COMUNICAR Y CRECER
“No se puede amar lo
que no se conoce” reza el refrán popular. Estoy de acuerdo con esta expresión,
máxime ahora que vivimos tiempos que dejan poca oportunidad para el conocimiento. Nos hemos convertido en una cultura “light”
con relaciones superficiales, gustos superfluos y cambiantes, que en el fondo
dan cuenta de un alto grado de insatisfacción personal.
Tal vez sólo los monjes tibetanos consigan zafarse de la
influencia de la comunicación digital, en la que la humanidad se halla
inmersa. De una u otra forma, todos
guardamos una relación con los contenidos y las vías de transmisión.
Hace un par de días, en cierto canal televisivo dedicado a
la gastronomía, una conductora lanzó un par de pifias preocupantes. Hablaba sobre el noroeste de nuestro país, y
mencionó a la letra: “Los estados de Hermosillo y Sonora”. Me pareció producto de la distracción más que
otra cosa, sin embargo, un rato más delante, al hablar sobre el recorrido del
tren conocido como “El Chepe”, mencionó que salía “de la ciudad de Chihuahua en
el estado de Coahuila”. Resulta una
inocentada para quienes somos mexicanos e identificamos el error, no obstante,
hay que tener en cuenta que el programa se transmite en diversos países, y que
–como medio de comunicación—está obligado a mantener un elevado nivel de
calidad.

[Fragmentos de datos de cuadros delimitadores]

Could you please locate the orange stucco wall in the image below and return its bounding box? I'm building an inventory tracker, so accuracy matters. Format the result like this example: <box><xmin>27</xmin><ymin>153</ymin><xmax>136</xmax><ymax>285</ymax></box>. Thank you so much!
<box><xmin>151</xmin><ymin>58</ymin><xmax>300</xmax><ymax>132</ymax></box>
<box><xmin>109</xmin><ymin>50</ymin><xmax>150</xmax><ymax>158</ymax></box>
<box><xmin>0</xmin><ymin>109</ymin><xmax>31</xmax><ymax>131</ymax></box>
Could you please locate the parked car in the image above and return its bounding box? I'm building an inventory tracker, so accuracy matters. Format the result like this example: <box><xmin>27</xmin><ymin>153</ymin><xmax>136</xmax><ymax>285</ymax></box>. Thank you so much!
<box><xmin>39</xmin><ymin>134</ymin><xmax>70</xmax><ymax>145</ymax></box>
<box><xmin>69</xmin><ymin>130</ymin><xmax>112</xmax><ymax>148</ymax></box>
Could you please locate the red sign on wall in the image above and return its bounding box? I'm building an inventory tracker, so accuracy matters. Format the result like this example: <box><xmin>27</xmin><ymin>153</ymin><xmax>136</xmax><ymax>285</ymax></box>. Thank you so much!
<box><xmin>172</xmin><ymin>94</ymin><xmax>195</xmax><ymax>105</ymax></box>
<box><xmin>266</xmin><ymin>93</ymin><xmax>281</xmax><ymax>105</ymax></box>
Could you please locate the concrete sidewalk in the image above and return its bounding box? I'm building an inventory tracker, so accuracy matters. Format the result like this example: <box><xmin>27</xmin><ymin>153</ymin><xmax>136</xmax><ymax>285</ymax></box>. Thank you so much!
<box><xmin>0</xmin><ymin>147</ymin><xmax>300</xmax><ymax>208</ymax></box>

Consigna:
Reproduce sin cambios el pasaje del texto sobre la comunicación que se abre con las palabras "COMUNICAR Y CRECER" y se cierra con "vías de transmisión.".

Resultado final:
COMUNICAR Y CRECER
“No se puede amar lo
que no se conoce” reza el refrán popular. Estoy de acuerdo con esta expresión,
máxime ahora que vivimos tiempos que dejan poca oportunidad para el conocimiento. Nos hemos convertido en una cultura “light”
con relaciones superficiales, gustos superfluos y cambiantes, que en el fondo
dan cuenta de un alto grado de insatisfacción personal.
Tal vez sólo los monjes tibetanos consigan zafarse de la
influencia de la comunicación digital, en la que la humanidad se halla
inmersa. De una u otra forma, todos
guardamos una relación con los contenidos y las vías de transmisión.